DATA TO PROCESS:
=-=-=-=-=
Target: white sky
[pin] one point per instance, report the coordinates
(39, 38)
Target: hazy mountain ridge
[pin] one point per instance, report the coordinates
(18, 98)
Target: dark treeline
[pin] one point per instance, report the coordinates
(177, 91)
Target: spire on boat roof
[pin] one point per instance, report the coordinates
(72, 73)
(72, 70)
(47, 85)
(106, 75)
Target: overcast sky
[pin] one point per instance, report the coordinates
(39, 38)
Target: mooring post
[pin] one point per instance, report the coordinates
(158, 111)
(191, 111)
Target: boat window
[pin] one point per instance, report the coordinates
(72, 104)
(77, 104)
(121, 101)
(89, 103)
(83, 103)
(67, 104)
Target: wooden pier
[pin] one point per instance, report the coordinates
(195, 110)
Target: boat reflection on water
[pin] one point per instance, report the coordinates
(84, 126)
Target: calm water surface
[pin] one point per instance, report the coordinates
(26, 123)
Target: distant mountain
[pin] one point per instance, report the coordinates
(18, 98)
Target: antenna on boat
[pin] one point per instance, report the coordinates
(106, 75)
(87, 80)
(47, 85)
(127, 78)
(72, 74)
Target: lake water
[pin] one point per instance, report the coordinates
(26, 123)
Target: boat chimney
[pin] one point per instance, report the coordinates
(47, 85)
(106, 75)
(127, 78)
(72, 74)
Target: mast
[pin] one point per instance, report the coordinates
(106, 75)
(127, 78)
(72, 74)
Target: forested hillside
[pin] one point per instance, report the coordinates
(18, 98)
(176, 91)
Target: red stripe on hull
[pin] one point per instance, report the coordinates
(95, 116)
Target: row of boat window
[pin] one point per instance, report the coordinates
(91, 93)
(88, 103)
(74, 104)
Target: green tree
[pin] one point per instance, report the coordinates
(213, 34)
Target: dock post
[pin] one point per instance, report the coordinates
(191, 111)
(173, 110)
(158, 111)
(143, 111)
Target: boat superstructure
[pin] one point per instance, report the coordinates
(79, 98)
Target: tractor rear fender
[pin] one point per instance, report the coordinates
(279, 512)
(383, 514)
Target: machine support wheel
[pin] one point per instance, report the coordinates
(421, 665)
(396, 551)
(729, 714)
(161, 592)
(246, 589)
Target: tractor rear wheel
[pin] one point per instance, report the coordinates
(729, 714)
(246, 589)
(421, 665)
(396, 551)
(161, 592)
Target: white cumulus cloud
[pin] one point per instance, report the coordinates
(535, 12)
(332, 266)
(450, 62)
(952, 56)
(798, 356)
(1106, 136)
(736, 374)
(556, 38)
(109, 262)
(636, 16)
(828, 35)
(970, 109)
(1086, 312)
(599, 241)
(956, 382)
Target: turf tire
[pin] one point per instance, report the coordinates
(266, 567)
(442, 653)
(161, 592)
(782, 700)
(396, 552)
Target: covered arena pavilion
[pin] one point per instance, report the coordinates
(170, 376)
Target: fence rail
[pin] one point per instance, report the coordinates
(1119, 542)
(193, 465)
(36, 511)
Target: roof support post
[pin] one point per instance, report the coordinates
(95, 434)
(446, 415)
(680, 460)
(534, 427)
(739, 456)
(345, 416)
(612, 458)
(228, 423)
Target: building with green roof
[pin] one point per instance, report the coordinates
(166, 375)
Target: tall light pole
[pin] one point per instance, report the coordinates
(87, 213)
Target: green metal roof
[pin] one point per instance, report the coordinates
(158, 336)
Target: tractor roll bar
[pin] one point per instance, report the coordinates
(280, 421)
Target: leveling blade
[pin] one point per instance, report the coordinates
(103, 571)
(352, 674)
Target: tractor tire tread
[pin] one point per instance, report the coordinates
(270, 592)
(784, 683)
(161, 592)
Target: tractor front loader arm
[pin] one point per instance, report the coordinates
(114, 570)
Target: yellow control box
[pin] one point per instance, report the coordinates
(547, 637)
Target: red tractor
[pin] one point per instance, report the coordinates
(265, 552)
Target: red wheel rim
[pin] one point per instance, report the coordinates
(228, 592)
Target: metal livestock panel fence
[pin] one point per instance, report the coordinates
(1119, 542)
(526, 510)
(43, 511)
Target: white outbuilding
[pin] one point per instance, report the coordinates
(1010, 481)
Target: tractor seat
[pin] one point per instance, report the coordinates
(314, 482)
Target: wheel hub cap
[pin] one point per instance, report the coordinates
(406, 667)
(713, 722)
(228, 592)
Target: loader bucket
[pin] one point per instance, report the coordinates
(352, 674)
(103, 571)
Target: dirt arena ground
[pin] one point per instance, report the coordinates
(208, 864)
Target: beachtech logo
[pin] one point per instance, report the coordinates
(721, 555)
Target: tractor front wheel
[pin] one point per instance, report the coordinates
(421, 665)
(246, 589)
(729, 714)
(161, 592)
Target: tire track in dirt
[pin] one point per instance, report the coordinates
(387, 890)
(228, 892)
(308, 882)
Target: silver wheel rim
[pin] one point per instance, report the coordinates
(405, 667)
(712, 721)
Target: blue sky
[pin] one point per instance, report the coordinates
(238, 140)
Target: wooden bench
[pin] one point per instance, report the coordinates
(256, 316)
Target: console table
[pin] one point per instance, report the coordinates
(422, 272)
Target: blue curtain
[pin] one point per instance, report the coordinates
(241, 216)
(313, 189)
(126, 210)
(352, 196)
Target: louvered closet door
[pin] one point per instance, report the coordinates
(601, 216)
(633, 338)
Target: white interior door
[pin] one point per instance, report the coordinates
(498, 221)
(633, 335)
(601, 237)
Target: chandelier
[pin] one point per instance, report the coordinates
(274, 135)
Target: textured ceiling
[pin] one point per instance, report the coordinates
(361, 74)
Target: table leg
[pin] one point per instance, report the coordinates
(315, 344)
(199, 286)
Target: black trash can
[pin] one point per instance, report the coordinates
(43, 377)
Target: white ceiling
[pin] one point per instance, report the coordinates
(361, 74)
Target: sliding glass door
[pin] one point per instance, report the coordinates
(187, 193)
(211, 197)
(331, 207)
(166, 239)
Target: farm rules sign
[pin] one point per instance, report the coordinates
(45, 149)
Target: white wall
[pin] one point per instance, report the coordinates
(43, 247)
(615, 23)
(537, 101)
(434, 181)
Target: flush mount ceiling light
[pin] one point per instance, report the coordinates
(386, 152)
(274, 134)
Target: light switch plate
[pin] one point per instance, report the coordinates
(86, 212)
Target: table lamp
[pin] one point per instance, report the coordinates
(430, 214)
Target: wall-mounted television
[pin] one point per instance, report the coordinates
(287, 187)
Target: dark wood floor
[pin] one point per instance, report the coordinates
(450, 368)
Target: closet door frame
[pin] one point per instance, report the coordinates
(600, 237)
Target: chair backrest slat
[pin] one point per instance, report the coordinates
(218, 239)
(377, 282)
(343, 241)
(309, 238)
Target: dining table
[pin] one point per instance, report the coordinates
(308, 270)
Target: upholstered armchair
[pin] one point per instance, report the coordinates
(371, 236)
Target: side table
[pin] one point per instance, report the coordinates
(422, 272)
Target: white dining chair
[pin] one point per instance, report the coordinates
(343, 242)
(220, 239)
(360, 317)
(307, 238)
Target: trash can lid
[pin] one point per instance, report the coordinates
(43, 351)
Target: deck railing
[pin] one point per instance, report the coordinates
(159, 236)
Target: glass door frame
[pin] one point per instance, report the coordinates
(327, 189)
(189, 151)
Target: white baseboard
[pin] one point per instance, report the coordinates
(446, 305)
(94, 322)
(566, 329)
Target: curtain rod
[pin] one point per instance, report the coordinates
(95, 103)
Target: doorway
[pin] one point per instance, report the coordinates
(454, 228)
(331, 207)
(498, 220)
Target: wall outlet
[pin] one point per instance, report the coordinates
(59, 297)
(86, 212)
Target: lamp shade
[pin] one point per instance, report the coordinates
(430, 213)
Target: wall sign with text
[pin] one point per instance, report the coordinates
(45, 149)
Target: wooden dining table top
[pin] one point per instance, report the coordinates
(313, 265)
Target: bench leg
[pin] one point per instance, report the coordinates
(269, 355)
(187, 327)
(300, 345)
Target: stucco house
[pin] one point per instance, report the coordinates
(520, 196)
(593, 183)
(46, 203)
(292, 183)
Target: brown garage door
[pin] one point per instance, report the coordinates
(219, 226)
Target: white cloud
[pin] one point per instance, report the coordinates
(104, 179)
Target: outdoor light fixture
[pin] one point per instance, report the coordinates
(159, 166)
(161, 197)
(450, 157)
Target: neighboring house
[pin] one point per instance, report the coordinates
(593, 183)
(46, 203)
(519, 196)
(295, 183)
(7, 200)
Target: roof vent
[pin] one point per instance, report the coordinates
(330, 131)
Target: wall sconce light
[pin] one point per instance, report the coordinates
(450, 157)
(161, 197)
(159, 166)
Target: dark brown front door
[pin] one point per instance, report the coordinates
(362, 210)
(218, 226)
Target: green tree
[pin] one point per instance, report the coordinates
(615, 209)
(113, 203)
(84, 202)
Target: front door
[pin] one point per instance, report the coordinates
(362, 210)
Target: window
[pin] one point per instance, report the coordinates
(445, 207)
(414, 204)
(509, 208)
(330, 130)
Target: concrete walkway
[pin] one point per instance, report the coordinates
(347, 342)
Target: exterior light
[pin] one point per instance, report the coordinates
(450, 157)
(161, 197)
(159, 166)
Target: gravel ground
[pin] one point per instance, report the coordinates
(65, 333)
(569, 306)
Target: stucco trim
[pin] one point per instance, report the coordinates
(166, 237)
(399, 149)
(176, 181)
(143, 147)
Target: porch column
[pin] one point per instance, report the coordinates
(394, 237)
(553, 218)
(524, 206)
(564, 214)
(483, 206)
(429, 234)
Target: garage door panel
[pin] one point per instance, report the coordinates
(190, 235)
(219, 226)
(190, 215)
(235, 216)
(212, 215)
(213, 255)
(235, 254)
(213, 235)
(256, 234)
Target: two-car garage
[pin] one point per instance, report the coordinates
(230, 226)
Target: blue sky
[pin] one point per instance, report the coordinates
=-=-=-=-=
WHAT THE TASK REQUIRES: Repeat only the stretch of lines that begins at the line containing "Target: front door" and ends at the last line above, both included.

WRITTEN RESPONSE:
Target: front door
[pin] one point per instance, report the coordinates
(362, 210)
Target: window
[pin] one point per instance, report the coordinates
(445, 207)
(414, 204)
(509, 208)
(330, 130)
Target: concrete walkway
[pin] one point per instance, report the coordinates
(347, 342)
Target: exterior light
[pin] one point per instance, report the coordinates
(450, 157)
(161, 197)
(159, 166)
Target: gravel ground
[pin] one point per instance, report the coordinates
(65, 333)
(569, 306)
Target: stucco trim
[pin] one point per instance, report the coordinates
(166, 237)
(399, 149)
(176, 181)
(143, 147)
Target: porch column
[pin] one point per instance, report the coordinates
(394, 237)
(553, 218)
(524, 206)
(564, 214)
(483, 206)
(429, 234)
Target: garage door panel
[pin] one point per instance, report the coordinates
(190, 235)
(219, 226)
(190, 215)
(235, 216)
(212, 215)
(213, 255)
(235, 254)
(213, 235)
(256, 234)
Target: two-car garage
[pin] one point per instance, report the coordinates
(230, 226)
Target: blue sky
[pin] one point per instance, report the coordinates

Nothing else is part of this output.